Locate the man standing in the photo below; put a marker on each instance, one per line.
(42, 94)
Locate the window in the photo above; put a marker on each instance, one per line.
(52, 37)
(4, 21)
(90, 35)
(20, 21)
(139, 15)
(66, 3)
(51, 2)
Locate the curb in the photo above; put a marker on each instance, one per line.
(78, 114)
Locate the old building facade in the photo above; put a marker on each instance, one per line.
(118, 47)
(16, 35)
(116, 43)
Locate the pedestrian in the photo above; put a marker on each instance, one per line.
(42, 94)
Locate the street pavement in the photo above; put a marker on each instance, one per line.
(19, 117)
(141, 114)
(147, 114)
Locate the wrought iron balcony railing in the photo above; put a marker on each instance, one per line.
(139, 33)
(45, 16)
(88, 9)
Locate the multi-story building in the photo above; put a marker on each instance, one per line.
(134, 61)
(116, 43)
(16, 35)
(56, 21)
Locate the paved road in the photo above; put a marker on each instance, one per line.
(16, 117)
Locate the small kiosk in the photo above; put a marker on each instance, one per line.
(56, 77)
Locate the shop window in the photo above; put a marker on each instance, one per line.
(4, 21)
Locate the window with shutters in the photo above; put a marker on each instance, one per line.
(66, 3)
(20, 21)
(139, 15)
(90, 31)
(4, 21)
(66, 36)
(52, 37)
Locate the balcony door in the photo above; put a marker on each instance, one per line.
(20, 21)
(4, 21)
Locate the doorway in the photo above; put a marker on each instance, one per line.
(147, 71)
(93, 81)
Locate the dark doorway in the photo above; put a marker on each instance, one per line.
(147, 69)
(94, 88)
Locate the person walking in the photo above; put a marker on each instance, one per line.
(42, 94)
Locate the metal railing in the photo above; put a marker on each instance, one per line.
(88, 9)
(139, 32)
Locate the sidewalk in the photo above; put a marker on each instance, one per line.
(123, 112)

- - - - - - -

§ **BRIEF**: Output the records above precisely.

§ **EXERCISE ANSWER**:
Locate the man standing in the photo below; put a marker on each instance, one per line.
(42, 94)
Locate the window in the photo above; put a marker on each instance, one per line.
(52, 37)
(4, 21)
(90, 35)
(20, 21)
(139, 15)
(66, 3)
(51, 2)
Locate the curb in the photo above; put a marker on each instance, one per line.
(78, 114)
Locate the old building facade in the photo above; put a marker on each instance, one per line.
(118, 47)
(16, 35)
(116, 43)
Locate the pedestrian in the photo above; put a marker on each instance, one per line.
(42, 94)
Locate the street pavement in the photo above; put a marker on each instance, one per line.
(19, 117)
(141, 114)
(147, 114)
Locate the wrought iron balcony railing in the photo above; put a marker on each instance, one per line.
(139, 33)
(45, 16)
(88, 9)
Locate the multi-story building in the photo above; put a marker on each instance, one per line.
(134, 61)
(116, 43)
(16, 35)
(56, 21)
Locate the paved road in the photo above; put a marker on each instance, one per line.
(16, 117)
Locate the small kiosk in the photo above; put a marker on each instance, one per line.
(56, 77)
Locate the shop window in the photo above; put a marker on each instance, one per line.
(4, 21)
Locate the window with shutters in the photo above; put a marker on each instance, one per line.
(66, 3)
(20, 21)
(139, 15)
(90, 31)
(4, 21)
(66, 36)
(52, 37)
Locate the balcony door in the photo above; put a marker on each instance, one per line.
(20, 21)
(4, 21)
Locate the doorway in the photo above; put a marker on each instance, one per line.
(147, 71)
(93, 81)
Locate the dark doorway in the photo above; put a marker on each instance, one per line.
(147, 69)
(94, 88)
Locate the person walking in the photo above; put a marker on each instance, one per line.
(42, 94)
Locate the metal railing in the photo above; put a marker on each instance, one per line.
(88, 9)
(139, 32)
Locate the sidewalk in the photo above; put a marker on each instance, one per line.
(123, 112)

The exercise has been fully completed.